- Material supplied
__________
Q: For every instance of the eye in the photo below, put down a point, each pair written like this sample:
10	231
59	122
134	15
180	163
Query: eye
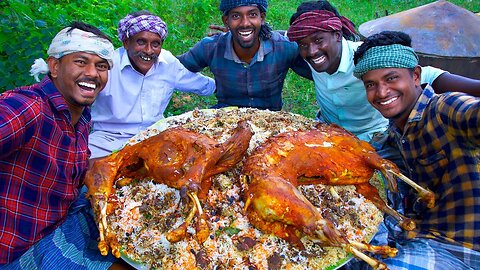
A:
__________
- Prompt
Make an exact copy of the records above. Keep out every picture.

- Solution for this problem
Q: For every instance of the eye in the photo below, put down a point, each pair written like this sample:
10	231
59	122
134	15
180	163
Query: eye
A:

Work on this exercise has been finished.